— start of Data provided —
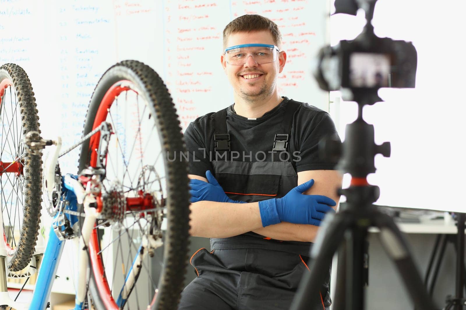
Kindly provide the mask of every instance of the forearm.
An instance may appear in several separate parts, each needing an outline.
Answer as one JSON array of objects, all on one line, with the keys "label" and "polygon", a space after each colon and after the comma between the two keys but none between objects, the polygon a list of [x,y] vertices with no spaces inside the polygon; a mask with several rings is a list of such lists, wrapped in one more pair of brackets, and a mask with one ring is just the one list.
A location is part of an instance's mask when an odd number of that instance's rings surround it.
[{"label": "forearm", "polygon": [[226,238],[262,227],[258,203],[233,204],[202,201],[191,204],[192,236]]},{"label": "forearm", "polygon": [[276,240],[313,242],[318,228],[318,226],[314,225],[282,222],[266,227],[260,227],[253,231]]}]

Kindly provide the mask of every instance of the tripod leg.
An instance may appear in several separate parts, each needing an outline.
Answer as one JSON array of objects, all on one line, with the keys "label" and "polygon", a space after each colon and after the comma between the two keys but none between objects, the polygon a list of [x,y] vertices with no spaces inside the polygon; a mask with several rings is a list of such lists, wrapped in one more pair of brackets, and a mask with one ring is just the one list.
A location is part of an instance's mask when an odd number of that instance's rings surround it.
— end of Data provided —
— start of Data provided —
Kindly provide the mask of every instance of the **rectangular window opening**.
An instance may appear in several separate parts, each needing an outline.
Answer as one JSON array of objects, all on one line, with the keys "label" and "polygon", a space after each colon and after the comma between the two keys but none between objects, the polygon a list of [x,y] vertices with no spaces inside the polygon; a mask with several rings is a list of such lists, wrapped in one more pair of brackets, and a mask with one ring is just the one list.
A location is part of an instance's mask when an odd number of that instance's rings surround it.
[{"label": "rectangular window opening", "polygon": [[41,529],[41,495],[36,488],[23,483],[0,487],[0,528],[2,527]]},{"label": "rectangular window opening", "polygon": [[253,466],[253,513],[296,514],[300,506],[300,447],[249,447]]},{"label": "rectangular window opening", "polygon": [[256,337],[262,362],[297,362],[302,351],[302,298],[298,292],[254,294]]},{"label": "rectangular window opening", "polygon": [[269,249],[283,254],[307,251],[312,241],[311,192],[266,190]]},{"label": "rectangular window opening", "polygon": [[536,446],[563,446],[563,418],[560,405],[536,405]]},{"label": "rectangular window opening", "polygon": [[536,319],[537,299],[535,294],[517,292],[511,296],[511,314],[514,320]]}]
— end of Data provided —
— start of Data provided —
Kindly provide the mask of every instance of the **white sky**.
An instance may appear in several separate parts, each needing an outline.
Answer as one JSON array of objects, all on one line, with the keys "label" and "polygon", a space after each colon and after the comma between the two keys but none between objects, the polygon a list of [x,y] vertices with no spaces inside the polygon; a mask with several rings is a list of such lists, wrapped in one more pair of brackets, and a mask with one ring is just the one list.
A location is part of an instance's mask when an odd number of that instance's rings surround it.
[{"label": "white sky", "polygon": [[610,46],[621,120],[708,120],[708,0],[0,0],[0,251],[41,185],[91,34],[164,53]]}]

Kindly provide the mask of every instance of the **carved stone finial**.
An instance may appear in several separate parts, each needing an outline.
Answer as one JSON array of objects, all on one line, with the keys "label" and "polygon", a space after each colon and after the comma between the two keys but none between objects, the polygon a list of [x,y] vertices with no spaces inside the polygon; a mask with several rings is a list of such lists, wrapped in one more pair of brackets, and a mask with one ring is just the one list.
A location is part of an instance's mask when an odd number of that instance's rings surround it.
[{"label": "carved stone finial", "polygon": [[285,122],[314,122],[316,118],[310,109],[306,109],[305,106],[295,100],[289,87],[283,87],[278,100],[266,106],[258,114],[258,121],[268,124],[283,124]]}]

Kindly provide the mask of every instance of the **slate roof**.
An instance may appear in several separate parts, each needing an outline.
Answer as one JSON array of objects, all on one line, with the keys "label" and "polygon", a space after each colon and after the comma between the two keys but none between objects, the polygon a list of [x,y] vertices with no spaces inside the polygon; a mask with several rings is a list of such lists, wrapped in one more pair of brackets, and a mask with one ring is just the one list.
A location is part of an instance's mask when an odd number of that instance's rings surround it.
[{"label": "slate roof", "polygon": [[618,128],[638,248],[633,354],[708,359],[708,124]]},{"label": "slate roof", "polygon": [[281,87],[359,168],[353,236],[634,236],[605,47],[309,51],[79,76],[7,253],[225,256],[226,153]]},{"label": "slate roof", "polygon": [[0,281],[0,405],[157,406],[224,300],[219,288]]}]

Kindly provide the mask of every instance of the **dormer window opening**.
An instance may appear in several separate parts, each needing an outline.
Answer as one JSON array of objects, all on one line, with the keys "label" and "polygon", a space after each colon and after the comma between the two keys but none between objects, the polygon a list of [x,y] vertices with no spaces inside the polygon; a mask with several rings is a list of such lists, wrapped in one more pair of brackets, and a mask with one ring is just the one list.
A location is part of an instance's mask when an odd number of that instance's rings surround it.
— end of Data provided —
What to do: How many lines of the material above contain the string "window"? Matching is case-sensitive; reply with the number alone.

Solution for this exercise: 3